Records provided »
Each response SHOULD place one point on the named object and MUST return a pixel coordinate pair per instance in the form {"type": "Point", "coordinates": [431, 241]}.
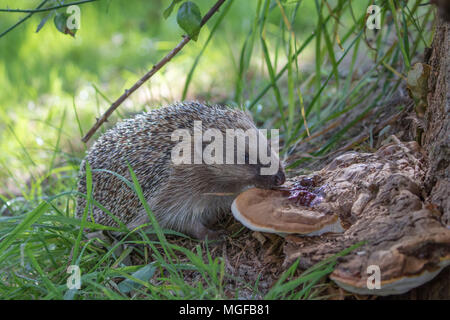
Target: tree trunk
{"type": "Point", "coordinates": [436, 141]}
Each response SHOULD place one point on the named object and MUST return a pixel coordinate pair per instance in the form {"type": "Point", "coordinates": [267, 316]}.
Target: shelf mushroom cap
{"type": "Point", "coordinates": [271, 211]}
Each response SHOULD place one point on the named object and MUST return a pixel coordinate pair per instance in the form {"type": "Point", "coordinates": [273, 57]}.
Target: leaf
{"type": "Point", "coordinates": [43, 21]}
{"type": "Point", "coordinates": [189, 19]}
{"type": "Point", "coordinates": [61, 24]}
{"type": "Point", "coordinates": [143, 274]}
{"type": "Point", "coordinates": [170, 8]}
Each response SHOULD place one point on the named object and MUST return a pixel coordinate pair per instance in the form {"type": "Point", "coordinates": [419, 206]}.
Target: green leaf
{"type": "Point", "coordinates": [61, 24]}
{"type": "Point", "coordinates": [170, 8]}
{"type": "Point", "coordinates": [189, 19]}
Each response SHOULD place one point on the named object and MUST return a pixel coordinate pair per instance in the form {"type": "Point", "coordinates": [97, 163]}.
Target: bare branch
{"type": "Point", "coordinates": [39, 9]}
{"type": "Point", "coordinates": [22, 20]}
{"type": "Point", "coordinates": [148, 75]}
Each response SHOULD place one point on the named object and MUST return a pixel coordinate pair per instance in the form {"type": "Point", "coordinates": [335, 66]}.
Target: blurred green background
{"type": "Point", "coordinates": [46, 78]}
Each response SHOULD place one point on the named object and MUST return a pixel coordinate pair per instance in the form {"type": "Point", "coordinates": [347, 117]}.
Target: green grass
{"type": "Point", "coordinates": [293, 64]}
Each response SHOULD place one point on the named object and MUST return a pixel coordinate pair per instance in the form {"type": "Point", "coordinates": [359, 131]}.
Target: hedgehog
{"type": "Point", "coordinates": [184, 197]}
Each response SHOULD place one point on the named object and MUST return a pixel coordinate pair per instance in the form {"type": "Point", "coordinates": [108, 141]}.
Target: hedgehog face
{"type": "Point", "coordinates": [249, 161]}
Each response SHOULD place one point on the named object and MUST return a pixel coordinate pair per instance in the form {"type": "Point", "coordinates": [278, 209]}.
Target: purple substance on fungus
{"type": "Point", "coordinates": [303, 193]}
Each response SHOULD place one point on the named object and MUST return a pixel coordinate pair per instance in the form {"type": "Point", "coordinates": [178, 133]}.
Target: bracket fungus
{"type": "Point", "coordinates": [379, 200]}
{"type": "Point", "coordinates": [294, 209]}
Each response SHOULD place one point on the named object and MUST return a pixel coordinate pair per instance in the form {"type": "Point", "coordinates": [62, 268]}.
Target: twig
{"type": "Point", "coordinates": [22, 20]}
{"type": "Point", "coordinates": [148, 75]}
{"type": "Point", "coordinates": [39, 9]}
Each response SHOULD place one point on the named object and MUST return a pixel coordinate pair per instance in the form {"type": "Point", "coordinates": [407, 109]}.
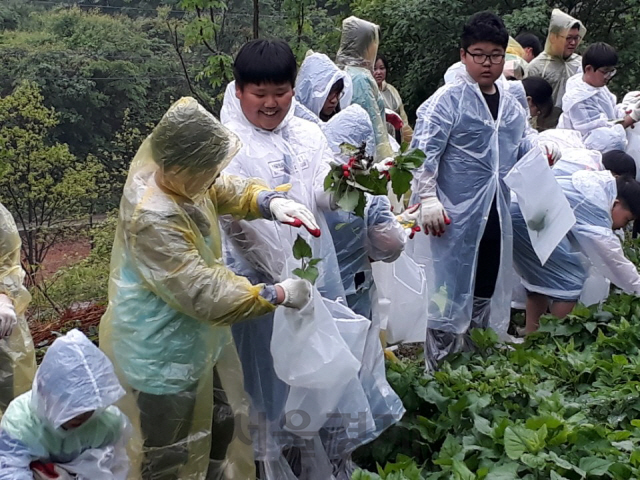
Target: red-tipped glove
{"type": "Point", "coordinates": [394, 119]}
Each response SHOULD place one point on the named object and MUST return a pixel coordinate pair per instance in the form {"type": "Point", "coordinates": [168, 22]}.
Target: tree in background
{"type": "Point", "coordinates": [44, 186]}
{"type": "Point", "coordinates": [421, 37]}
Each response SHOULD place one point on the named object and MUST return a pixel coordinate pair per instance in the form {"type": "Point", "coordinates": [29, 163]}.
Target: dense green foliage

What the exercise asks » Restate the entire listing word for word, excluding pictures.

Expected output »
Each response SHOULD place one point on the named object and MUST return a pixel coordinate pair per instance in the form {"type": "Point", "coordinates": [431, 241]}.
Target: tree trunk
{"type": "Point", "coordinates": [436, 141]}
Each response SHOULD place one point on the named object and MUST return a pixel coordinate pair per instance in the form {"type": "Point", "coordinates": [267, 316]}.
Target: shelf mushroom cap
{"type": "Point", "coordinates": [271, 211]}
Each response SHOULD place one point on the named object and MUST return a pixel coordinate pair per instance in the form {"type": "Point", "coordinates": [273, 57]}.
Target: leaf
{"type": "Point", "coordinates": [43, 21]}
{"type": "Point", "coordinates": [189, 19]}
{"type": "Point", "coordinates": [61, 24]}
{"type": "Point", "coordinates": [143, 274]}
{"type": "Point", "coordinates": [170, 8]}
Each response SHOULD place one point on the named object and MUST return a pixel coordinate pair per instance in the form {"type": "Point", "coordinates": [419, 206]}.
Target: green leaf
{"type": "Point", "coordinates": [61, 24]}
{"type": "Point", "coordinates": [170, 8]}
{"type": "Point", "coordinates": [189, 19]}
Each response SHOULD place one point on the named object and MUST return a pixel coordinate pair per instance in the form {"type": "Point", "coordinates": [97, 163]}.
Target: bare branch
{"type": "Point", "coordinates": [39, 9]}
{"type": "Point", "coordinates": [22, 20]}
{"type": "Point", "coordinates": [148, 75]}
Each response SHOULD place one point on the named object and MUST return a pixel coordinate pair per instance in the form {"type": "Point", "coordinates": [335, 66]}.
Target: blurred green background
{"type": "Point", "coordinates": [46, 78]}
Each response SHOULD place one point on the named object and MUST return a pixel coordinate pair per instance in the form {"type": "Point", "coordinates": [347, 117]}.
Target: green grass
{"type": "Point", "coordinates": [293, 64]}
Each response SHOULD place one point on the named object and MUST return a pixel coordinate pair per instance in the form {"type": "Point", "coordinates": [359, 131]}.
Target: hedgehog
{"type": "Point", "coordinates": [184, 197]}
Each response SHOULD place one point on the named object and MUST return a pixel coordinate pair per instance in the form {"type": "Point", "coordinates": [108, 141]}.
Target: hedgehog face
{"type": "Point", "coordinates": [249, 161]}
Each response SHOULD place one point on the named object and MUST return a pixel coordinate pair per instance in the form {"type": "Point", "coordinates": [278, 209]}.
Target: purple substance on fungus
{"type": "Point", "coordinates": [303, 193]}
Each response SHOULD place one point on the named object and MUST return a pixel coordinate pair per instance in the form {"type": "Point", "coordinates": [178, 133]}.
Target: bracket fungus
{"type": "Point", "coordinates": [379, 200]}
{"type": "Point", "coordinates": [294, 209]}
Each response SHOULD place one point on the named object and MUST return a pixel coordinate pair per instance in the form {"type": "Point", "coordinates": [62, 268]}.
Target: twig
{"type": "Point", "coordinates": [22, 20]}
{"type": "Point", "coordinates": [148, 75]}
{"type": "Point", "coordinates": [39, 9]}
Each response SHOULD place one point on the named object and MUST return a pixel coordinate pair per instance in the form {"type": "Point", "coordinates": [407, 109]}.
Target: red-tipped glove
{"type": "Point", "coordinates": [394, 119]}
Each response SHOULD place one point on the named object and MUST return a pixel coordinate pair per instance in the form {"type": "Point", "coordinates": [168, 22]}.
Target: tree in background
{"type": "Point", "coordinates": [44, 186]}
{"type": "Point", "coordinates": [421, 37]}
Each response SHOULD place one point on the named object and MUST return a pixel coordinate pair per instance in the form {"type": "Point", "coordinates": [29, 163]}.
Target: dense green foliage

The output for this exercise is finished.